SET EXERCISE
Which lines in the items below contain the word "wall"? Copy each of them.
------ INFORMATION GIVEN ------
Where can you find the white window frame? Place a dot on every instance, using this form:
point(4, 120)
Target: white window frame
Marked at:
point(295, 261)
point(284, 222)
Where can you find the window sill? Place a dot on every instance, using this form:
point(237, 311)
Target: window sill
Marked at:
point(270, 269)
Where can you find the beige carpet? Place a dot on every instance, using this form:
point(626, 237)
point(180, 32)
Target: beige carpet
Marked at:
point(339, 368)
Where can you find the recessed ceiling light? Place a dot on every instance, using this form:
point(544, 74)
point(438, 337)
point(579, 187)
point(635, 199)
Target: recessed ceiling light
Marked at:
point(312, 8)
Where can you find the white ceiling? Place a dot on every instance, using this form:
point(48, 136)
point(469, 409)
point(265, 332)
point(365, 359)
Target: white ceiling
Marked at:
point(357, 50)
------
------ INFORMATION GIVEN ------
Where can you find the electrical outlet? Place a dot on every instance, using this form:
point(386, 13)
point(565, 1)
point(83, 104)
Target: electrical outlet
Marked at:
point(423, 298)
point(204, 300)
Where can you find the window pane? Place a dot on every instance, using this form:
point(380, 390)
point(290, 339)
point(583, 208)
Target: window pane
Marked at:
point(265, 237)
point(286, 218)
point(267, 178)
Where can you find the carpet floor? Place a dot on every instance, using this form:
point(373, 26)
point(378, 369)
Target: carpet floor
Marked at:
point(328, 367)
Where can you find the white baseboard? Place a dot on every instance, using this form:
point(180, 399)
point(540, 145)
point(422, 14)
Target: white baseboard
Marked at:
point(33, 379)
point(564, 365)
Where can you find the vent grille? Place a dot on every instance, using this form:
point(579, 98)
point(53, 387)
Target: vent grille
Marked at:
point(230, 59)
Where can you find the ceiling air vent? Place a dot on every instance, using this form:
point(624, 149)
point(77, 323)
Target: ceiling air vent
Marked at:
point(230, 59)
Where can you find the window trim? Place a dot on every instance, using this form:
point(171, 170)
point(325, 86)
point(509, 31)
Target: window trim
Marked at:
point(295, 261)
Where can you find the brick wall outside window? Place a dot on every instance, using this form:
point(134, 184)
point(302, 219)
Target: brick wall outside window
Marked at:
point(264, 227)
------
RESPONSE TO THIS EXERCISE
Where can you find the brick wall outside window? Place a dot on every instance, using this form:
Target: brick wall outside window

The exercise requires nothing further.